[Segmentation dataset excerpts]
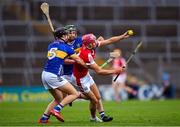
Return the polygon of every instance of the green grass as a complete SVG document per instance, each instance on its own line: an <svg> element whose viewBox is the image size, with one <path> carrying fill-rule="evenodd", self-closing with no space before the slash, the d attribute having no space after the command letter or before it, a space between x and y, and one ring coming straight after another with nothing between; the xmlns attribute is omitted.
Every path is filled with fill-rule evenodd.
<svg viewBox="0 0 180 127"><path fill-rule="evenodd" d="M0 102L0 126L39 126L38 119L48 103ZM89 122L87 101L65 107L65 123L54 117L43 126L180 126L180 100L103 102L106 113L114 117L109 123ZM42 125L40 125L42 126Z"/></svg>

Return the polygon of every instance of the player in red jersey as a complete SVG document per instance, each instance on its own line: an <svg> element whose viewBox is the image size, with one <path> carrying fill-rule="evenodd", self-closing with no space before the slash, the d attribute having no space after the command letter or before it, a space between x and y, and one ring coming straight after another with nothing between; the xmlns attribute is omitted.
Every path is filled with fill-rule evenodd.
---
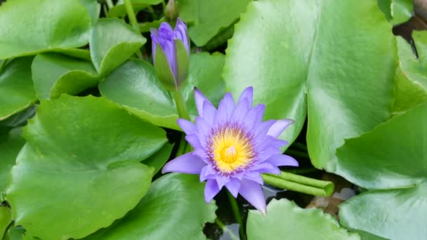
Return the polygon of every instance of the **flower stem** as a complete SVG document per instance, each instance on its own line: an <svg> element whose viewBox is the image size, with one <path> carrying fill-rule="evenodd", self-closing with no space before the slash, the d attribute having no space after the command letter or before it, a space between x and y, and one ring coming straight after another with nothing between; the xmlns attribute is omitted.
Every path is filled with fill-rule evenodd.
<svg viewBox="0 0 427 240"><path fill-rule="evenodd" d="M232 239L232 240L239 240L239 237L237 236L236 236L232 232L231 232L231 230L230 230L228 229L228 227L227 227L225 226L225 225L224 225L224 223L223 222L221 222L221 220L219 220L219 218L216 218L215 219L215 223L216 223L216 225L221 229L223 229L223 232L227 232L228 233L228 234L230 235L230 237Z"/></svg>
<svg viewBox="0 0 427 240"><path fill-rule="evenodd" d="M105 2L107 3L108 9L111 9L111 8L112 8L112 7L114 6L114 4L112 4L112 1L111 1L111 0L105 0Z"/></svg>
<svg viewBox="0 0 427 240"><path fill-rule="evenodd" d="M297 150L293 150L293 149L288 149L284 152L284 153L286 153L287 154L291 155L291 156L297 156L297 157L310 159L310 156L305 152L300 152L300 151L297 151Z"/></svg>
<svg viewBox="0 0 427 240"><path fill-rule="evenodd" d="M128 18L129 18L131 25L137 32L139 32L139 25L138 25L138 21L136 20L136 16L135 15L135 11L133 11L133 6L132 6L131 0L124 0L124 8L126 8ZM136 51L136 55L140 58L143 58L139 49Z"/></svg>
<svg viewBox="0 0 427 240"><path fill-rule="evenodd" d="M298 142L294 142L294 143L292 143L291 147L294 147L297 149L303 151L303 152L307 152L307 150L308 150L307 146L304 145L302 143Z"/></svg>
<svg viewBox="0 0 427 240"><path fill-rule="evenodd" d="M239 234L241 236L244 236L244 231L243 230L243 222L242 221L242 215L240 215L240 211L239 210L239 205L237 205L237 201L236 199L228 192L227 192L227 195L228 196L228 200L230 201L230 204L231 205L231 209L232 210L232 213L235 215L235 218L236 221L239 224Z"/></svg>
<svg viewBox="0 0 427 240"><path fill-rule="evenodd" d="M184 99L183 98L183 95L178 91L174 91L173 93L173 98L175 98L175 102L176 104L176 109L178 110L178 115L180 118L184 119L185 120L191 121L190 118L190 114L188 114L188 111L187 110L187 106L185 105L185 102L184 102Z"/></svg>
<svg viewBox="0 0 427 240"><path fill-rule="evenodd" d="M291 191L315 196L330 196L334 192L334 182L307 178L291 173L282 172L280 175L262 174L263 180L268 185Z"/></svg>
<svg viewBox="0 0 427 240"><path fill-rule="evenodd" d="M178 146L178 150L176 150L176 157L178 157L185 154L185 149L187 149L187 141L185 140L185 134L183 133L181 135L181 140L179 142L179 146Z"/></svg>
--
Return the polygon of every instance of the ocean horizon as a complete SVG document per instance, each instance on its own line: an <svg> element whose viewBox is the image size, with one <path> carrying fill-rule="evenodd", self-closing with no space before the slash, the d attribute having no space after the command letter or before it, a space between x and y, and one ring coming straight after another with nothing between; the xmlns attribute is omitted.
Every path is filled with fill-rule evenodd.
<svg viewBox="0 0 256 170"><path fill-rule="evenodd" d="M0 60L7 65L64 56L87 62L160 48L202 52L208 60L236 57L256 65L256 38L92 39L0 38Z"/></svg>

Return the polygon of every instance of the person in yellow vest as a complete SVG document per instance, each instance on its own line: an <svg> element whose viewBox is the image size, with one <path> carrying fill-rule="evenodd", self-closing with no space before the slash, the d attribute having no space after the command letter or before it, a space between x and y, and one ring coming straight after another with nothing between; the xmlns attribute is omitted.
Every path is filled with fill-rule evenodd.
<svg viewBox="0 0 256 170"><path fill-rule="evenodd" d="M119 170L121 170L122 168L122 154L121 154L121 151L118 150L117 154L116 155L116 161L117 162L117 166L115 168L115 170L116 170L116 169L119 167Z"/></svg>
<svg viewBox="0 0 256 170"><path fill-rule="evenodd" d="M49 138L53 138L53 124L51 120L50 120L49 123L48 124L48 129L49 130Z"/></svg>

### [Written instruction]
Put the lines of the records into a Markdown table with the columns Row and Record line, starting with the line containing "Return the polygon of every instance of the ocean" and going on through the line containing "60L7 65L64 56L87". Number each row and omit any blank lines.

### [Right answer]
| Row | Record line |
|---|---|
| 1 | Return the polygon of every instance of the ocean horizon as a complete SVG document per instance, each instance on its own line: an <svg> element whose viewBox is the image size, with one <path> carrying fill-rule="evenodd", self-closing with no space before the slash, the d attribute having no space after the command letter or before it, a space between x and y, and one ring coming straight after another with nothing between; the xmlns attribute is omitted. |
| 2 | Every path is filled with fill-rule evenodd. |
| 3 | <svg viewBox="0 0 256 170"><path fill-rule="evenodd" d="M0 60L7 65L64 56L87 62L160 48L202 52L208 60L236 57L256 65L256 38L92 39L0 38Z"/></svg> |